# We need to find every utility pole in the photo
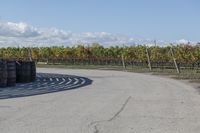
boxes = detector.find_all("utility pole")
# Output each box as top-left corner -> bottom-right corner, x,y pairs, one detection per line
170,44 -> 180,73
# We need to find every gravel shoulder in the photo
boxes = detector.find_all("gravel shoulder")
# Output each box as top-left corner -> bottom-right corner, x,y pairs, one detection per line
0,68 -> 200,133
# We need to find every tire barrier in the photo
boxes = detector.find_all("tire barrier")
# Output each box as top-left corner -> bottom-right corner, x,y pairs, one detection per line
0,60 -> 7,88
0,60 -> 36,87
16,61 -> 32,83
7,60 -> 16,87
0,73 -> 92,99
30,61 -> 36,82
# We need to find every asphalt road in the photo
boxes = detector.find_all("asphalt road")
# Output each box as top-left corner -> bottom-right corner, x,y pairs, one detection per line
0,68 -> 200,133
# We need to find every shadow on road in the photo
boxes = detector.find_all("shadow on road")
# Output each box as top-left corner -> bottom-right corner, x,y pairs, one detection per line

What is being asked: The entries above are to be restated verbatim, with no pictures carried over.

Answer area:
# We need to find every utility pole in the photo
boxes = detector.find_all("utility pole")
# Output each box as top-left corner -> bottom-right corner, x,y pairs, one detection per line
170,44 -> 180,73
# We need to find every gravel shoulder in the photo
boxes = detector.find_all("gravel shoulder")
# Output each box as top-left corner -> bottom-right corner, x,y pairs, one detection per line
0,68 -> 200,133
# We need to find every tire barrier in the photo
boxes = detector.find_all("tire barrier")
# Output each box as top-left corner -> bottom-right corner, x,y pairs, one detection per line
0,60 -> 7,88
0,60 -> 36,87
16,61 -> 32,83
7,60 -> 16,87
0,73 -> 92,99
30,61 -> 36,82
# We need to find every asphalt road in the photo
boxes = detector.find_all("asphalt road")
# Output each box as top-left corner -> bottom-right corner, x,y pairs, one detection per line
0,68 -> 200,133
# We need to find every shadow on road in the photo
boxes = detector.find_all("shadow on road")
# Output each box as top-left corner -> bottom-right corner, x,y pairs, one detection per line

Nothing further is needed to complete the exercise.